Starting at the line that contains "Could you please indicate the yellow" and ending at the end of the listing, change "upright" to "erect" and give those lines again with everything else unchanged.

■ Source data:
※

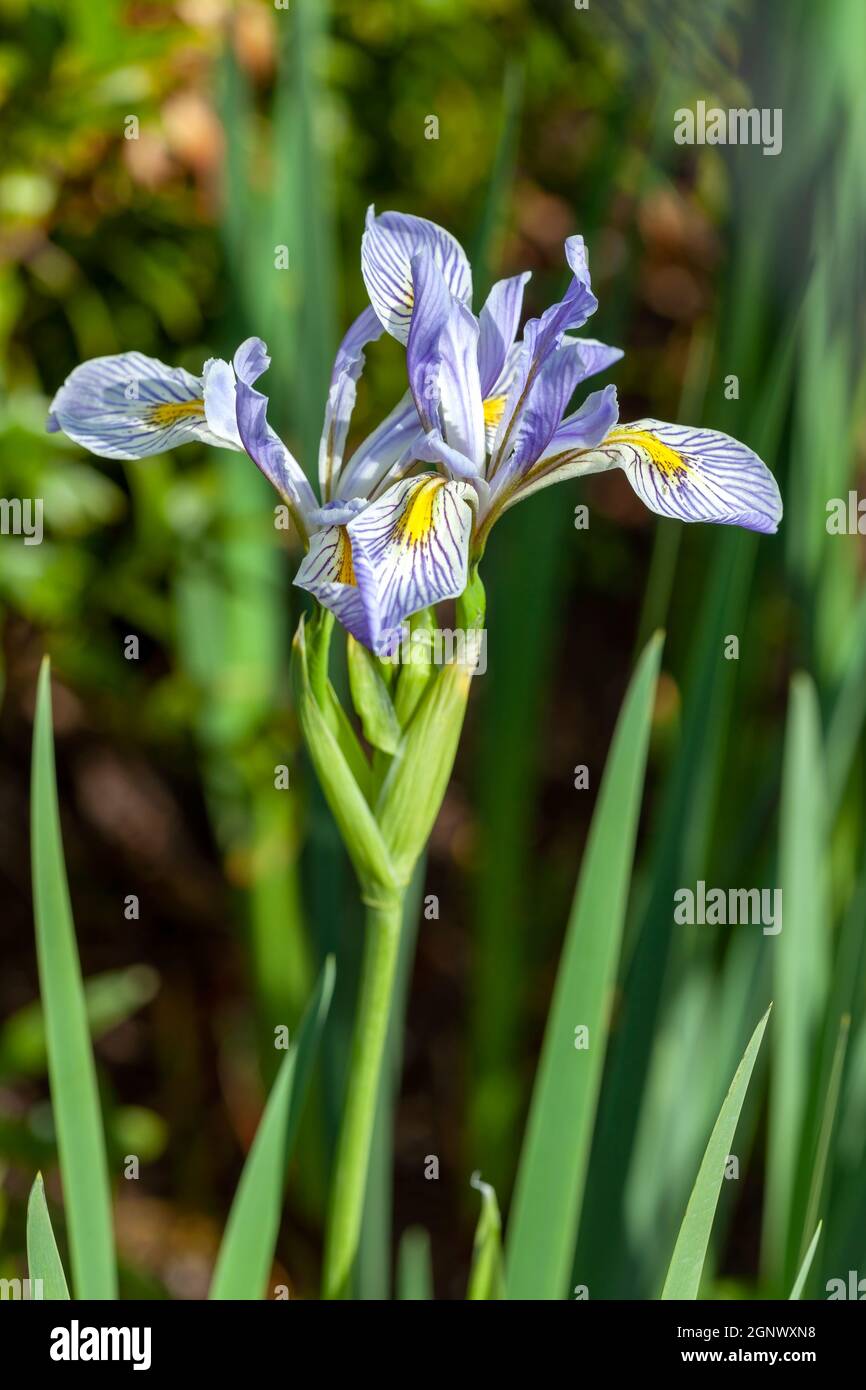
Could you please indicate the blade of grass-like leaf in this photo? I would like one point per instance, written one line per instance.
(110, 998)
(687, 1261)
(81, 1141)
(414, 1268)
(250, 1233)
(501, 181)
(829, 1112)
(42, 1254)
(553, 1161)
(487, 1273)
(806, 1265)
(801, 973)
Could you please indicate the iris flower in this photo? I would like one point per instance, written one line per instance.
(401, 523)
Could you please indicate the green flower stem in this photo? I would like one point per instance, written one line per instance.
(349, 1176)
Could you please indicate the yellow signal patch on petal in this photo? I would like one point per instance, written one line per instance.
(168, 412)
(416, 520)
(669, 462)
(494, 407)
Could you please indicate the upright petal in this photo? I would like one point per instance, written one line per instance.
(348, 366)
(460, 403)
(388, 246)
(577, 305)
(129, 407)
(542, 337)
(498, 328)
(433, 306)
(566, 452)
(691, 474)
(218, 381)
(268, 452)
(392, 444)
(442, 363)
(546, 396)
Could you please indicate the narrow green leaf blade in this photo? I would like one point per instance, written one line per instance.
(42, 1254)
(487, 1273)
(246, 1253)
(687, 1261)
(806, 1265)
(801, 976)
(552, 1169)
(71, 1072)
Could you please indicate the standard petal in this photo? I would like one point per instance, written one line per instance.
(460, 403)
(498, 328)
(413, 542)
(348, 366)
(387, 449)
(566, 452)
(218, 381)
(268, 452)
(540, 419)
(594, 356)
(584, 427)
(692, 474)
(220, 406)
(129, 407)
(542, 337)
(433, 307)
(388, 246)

※

■ Completed task:
Could you please indicate the yellow signal patch on petal in this photo? I would like one point per instance, written one line per instance.
(168, 412)
(416, 520)
(669, 462)
(494, 407)
Could you please indicate the erect petal in this photo? I would like one point per instance, written one line per instance.
(348, 366)
(460, 403)
(388, 246)
(577, 305)
(129, 407)
(542, 337)
(498, 328)
(433, 306)
(566, 452)
(691, 474)
(218, 381)
(268, 452)
(392, 444)
(442, 363)
(546, 396)
Could you please indicate the narrow green leaf blade in this photo? I would like one point per instance, written one line per instance.
(42, 1254)
(487, 1273)
(246, 1253)
(687, 1261)
(806, 1265)
(801, 976)
(552, 1169)
(71, 1072)
Could you please indicate the standard petal in this photo? I would like one point per instance, written one line per instance.
(460, 403)
(498, 328)
(413, 542)
(348, 366)
(387, 449)
(566, 452)
(218, 381)
(268, 452)
(540, 419)
(594, 356)
(584, 427)
(692, 474)
(220, 406)
(129, 407)
(542, 337)
(433, 307)
(388, 246)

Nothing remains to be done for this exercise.